Data for this exercise Block Start
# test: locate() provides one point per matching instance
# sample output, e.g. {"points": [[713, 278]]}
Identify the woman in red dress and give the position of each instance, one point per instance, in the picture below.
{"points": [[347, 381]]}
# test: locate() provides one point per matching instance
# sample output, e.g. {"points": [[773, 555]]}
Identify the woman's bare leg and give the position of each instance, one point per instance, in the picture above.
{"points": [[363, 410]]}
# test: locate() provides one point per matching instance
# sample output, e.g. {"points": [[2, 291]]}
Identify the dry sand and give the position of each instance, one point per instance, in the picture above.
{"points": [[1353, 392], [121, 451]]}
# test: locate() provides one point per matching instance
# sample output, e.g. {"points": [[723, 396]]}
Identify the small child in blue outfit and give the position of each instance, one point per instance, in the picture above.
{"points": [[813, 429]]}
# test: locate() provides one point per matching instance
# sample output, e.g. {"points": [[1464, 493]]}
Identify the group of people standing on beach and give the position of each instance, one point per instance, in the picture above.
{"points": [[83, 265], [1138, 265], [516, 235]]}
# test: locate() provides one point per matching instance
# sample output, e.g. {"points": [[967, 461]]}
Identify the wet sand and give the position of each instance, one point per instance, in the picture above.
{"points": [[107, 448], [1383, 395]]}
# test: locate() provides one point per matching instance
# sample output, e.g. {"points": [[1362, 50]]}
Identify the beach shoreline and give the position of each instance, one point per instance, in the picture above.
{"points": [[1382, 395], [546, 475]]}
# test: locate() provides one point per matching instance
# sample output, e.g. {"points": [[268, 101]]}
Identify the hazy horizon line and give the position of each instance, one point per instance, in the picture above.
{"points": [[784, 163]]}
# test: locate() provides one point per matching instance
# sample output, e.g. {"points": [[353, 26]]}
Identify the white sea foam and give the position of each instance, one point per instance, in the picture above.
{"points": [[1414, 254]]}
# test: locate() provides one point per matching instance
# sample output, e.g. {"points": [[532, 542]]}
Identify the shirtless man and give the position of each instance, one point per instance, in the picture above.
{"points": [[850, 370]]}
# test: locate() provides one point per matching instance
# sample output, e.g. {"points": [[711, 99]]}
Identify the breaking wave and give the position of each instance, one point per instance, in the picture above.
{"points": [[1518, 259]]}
Data for this exercise Block End
## Aim of the task
The answer must consist of every line from the data that contains the word "output".

## Written reply
# sample output, e.g. {"points": [[713, 278]]}
# sample output, e.g. {"points": [[773, 555]]}
# sample output, e.g. {"points": [[2, 291]]}
# sample output, e.g. {"points": [[723, 396]]}
# sample output, e.g. {"points": [[1464, 493]]}
# sample output, e.g. {"points": [[967, 461]]}
# sample output, e.g. {"points": [[1362, 50]]}
# sample output, e.g. {"points": [[268, 101]]}
# sample output, e.g. {"points": [[353, 26]]}
# sample output, e.g. {"points": [[532, 542]]}
# sample output, e.g. {"points": [[711, 99]]}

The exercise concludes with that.